Collection entries:
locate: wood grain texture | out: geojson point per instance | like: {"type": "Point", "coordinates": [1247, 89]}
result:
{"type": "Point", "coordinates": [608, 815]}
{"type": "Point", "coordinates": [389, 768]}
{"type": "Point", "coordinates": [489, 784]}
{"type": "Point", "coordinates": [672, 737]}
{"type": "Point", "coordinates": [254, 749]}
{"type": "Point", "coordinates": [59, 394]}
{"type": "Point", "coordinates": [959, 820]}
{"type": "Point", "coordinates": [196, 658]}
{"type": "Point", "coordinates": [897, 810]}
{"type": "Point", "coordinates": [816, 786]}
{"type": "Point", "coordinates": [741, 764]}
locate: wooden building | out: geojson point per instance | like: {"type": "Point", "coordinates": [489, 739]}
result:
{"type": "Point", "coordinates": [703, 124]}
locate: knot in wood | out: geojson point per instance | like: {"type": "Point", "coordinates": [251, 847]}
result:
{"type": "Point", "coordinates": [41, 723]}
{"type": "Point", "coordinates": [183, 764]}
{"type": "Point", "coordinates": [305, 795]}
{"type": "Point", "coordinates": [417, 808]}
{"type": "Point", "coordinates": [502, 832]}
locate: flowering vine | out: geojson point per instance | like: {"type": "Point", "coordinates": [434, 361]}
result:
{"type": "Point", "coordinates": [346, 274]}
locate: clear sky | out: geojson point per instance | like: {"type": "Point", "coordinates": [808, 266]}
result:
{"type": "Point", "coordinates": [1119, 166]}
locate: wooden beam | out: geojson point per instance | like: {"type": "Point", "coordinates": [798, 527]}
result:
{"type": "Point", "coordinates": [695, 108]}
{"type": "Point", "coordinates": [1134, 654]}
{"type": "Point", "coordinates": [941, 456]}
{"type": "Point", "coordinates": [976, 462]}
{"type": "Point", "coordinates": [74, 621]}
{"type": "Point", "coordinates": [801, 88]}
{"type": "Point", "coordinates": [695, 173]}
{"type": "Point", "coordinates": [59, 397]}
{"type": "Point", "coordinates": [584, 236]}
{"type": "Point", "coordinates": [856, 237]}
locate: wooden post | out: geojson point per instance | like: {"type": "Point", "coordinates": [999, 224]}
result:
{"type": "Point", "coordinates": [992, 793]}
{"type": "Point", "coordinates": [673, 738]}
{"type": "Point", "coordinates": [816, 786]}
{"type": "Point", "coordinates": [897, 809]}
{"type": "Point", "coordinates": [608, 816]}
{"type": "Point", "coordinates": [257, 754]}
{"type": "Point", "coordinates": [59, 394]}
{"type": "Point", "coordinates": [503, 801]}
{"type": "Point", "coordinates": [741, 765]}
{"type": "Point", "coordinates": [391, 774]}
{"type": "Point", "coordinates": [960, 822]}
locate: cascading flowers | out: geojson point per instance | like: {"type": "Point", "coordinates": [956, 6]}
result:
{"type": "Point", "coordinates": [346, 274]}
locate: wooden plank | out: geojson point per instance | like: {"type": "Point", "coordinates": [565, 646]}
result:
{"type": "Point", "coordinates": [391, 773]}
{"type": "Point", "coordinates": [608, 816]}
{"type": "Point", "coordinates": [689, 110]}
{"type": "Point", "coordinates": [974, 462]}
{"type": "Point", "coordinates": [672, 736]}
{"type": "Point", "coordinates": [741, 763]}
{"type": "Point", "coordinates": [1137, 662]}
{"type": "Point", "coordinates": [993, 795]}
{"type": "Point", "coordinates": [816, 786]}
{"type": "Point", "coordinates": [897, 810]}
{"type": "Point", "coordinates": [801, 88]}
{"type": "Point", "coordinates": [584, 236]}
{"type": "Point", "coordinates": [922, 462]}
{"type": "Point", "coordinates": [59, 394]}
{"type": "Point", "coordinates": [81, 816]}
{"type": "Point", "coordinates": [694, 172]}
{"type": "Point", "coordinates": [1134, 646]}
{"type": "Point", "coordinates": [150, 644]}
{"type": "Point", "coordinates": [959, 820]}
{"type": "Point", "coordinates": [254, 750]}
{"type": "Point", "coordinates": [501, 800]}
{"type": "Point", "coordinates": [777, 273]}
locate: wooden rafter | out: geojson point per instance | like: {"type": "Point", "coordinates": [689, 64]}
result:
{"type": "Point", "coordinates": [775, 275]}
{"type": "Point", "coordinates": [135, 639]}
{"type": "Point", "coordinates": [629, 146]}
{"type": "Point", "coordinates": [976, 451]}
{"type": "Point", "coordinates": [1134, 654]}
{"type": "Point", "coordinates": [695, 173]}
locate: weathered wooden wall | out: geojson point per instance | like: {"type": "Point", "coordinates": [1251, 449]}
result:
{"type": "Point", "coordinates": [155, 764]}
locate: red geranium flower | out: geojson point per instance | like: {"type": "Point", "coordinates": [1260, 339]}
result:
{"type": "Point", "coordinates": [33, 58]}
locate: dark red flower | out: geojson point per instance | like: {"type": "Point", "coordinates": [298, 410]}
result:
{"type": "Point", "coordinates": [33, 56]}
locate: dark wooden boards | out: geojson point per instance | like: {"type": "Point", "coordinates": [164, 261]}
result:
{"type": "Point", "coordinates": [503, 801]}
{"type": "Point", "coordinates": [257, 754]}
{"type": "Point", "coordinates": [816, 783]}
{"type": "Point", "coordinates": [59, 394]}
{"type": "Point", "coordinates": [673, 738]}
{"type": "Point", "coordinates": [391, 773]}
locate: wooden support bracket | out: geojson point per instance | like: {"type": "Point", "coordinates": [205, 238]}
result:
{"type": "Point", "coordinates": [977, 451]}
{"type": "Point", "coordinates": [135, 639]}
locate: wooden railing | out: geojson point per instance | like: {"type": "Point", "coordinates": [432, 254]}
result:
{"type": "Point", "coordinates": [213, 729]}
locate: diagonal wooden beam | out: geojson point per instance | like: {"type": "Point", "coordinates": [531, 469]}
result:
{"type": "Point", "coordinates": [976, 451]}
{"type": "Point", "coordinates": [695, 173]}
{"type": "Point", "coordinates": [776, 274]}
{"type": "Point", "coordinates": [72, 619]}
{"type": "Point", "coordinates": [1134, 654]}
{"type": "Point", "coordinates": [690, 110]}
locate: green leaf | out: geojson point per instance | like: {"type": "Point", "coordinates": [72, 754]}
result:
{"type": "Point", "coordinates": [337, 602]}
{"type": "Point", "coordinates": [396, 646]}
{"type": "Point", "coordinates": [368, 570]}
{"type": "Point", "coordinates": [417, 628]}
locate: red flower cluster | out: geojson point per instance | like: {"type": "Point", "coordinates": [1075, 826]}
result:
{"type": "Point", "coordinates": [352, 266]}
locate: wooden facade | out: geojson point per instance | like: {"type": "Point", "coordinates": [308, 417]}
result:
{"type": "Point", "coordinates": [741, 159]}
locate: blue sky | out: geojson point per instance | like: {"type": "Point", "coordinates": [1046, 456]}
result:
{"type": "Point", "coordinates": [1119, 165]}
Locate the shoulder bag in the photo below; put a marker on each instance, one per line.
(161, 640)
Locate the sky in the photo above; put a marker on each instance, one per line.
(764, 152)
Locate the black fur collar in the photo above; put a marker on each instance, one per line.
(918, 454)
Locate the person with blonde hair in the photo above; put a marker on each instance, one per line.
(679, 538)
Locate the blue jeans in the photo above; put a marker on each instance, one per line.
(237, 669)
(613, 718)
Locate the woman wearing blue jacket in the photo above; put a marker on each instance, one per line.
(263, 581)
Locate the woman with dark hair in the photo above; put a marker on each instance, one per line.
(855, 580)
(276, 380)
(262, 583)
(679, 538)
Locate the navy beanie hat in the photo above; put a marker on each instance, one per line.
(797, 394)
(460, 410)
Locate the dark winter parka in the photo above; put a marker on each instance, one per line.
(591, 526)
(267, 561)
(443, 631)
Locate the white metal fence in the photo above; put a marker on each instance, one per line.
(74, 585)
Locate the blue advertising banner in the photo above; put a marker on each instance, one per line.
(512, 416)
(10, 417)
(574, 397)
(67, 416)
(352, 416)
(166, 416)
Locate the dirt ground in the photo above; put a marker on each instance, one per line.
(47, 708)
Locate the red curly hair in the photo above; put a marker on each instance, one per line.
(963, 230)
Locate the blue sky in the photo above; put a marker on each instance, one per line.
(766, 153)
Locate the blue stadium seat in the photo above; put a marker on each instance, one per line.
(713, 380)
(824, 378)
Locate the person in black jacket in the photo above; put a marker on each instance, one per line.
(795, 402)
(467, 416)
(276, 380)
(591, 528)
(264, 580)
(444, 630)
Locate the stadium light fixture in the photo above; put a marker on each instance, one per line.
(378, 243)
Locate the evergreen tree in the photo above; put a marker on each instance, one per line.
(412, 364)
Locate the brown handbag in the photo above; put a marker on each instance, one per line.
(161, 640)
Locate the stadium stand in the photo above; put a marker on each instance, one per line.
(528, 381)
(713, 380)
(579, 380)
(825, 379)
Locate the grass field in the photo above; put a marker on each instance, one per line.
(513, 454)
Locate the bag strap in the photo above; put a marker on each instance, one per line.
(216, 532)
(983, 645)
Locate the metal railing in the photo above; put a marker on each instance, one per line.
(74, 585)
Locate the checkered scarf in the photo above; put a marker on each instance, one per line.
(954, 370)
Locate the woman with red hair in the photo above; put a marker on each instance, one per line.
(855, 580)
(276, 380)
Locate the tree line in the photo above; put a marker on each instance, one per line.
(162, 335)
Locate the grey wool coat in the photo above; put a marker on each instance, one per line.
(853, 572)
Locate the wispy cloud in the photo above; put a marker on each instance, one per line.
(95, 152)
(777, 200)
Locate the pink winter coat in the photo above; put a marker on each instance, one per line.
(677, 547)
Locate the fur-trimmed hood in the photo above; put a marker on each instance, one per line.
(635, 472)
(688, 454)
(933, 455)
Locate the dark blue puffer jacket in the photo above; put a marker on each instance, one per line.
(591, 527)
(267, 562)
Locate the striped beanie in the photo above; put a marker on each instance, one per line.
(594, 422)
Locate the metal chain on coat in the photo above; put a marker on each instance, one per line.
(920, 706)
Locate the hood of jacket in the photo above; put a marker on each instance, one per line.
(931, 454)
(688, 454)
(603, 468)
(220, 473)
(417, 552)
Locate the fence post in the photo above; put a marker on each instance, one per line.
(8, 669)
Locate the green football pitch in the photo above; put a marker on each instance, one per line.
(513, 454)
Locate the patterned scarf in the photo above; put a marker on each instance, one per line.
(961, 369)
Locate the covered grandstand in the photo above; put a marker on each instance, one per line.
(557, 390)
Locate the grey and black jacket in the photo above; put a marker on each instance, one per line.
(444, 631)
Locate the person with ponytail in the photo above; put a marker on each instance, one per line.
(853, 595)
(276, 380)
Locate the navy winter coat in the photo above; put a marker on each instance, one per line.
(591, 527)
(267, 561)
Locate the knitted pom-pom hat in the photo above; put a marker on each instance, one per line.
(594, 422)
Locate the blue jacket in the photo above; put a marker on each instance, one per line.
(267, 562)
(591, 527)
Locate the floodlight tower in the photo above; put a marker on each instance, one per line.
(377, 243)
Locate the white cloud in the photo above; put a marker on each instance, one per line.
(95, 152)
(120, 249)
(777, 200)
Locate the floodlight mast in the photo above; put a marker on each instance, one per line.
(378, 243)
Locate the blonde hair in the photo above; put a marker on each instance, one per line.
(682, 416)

• The problem:
Repeat only the stretch of lines starting at the one containing "Locate the striped" and running to the final line of the entries above.

• Result for this exercise:
Locate the striped beanie in the photo above; put a marker on each instance, one per line.
(594, 422)
Locate the metal chain on coat in the photo above; put a marker on each instance, one per line.
(920, 706)
Locate the hood of jacket in the photo above; put a marker on each instance, one per line.
(931, 454)
(688, 454)
(603, 468)
(220, 473)
(417, 552)
Locate the fence post in the photo above; put a marker on each instance, one per line.
(8, 669)
Locate the green football pitch in the photo above; put a marker on each instance, one per line.
(513, 454)
Locate the patterned scarf in the photo above; put a marker on each instance, one per line.
(961, 369)
Locate the covered grandstand in the photo above; put a marker on each instance, one per line.
(557, 390)
Locate the grey and black jacket in the photo above; put a marker on each instance, one per line.
(444, 631)
Locate the person with ponytail in the photo above; put a marker on each instance, one per line.
(853, 595)
(276, 380)
Locate the navy winter coat in the photo above; put a marker on each instance, one per line.
(591, 527)
(267, 561)
Locate the knitted pom-pom hat in the photo above; put a marker on each instance, one per line.
(594, 422)
Locate the blue jacket in the photo above; put a marker on each instance, one per line.
(267, 562)
(591, 527)
Locate the floodlight tower in the photo above; put a marker on each instance, one per line.
(377, 243)
Locate the white cloud in the photo above; put a marker on each instance, one per line.
(95, 152)
(120, 249)
(777, 200)
Locate the floodlight mast in the photo above; put a marker on each instance, one per line.
(378, 243)
Locate the blonde hair in the photo above; put a marker on each instance, one per line.
(682, 416)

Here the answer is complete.